── RECORDS FOR THIS EXERCISE
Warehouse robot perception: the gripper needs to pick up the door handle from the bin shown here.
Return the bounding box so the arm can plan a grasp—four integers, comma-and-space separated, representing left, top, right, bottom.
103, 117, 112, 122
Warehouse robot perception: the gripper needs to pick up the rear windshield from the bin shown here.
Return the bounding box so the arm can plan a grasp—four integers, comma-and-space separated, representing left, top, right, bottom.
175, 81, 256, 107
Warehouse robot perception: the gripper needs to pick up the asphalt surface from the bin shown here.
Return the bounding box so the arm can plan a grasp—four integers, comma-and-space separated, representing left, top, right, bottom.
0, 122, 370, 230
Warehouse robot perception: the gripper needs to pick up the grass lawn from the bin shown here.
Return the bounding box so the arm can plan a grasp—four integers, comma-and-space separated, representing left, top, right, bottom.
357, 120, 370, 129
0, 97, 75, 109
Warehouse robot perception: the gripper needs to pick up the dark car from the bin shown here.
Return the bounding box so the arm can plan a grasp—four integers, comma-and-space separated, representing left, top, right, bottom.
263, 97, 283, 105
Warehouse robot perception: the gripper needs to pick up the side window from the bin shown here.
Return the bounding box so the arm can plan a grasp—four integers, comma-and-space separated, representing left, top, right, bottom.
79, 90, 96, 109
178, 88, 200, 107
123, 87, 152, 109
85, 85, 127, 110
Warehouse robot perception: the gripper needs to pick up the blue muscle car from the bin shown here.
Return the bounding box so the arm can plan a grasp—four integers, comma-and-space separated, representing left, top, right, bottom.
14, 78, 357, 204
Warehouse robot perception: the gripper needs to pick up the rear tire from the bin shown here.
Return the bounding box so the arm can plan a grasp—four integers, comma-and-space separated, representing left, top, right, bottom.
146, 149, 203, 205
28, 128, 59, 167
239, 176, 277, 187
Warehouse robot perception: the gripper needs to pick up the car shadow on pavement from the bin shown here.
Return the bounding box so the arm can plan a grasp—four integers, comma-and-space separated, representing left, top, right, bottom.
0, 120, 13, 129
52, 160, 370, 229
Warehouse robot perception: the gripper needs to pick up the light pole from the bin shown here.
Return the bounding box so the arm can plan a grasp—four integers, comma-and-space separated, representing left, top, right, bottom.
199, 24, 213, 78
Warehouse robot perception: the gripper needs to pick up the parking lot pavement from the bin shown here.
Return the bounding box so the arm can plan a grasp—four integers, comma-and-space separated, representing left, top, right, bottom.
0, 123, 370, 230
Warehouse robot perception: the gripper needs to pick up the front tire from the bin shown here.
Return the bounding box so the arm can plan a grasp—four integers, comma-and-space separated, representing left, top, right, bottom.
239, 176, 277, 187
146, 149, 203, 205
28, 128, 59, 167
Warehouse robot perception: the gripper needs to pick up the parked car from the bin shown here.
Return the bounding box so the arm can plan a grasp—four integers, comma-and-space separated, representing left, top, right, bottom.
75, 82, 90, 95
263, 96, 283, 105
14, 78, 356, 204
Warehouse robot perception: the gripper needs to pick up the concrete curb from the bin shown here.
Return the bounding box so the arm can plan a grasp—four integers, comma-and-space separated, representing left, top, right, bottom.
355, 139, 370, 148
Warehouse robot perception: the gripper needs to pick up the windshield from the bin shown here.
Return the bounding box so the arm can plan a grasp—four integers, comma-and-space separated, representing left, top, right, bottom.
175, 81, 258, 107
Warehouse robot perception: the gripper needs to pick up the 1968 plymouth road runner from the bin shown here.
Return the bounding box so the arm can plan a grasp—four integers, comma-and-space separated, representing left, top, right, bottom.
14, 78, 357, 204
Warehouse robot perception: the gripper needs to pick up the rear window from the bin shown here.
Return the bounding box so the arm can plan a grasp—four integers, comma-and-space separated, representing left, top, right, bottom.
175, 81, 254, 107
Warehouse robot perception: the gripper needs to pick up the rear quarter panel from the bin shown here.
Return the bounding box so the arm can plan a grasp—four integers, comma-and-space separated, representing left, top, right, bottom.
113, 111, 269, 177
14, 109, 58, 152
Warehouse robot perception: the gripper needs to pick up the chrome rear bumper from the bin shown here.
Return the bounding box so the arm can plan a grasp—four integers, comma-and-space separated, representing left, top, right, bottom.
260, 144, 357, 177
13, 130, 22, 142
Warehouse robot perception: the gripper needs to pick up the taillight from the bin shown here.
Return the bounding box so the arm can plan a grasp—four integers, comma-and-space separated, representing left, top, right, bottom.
────
# YOUR TASK
Rewrite the entries above as a numbered list, starting with their first line and ending with the line containing "103, 117, 112, 122", both included. Omit any blank lines.

# OUTPUT FOR THIS EXERCISE
1. Warehouse robot perception: the gripper needs to pick up the door handle from the bin shown here.
2. Return the bounding box so the arm can plan a grasp—four integers, comma-and-space separated, representing left, top, right, bottom.
3. 103, 117, 112, 122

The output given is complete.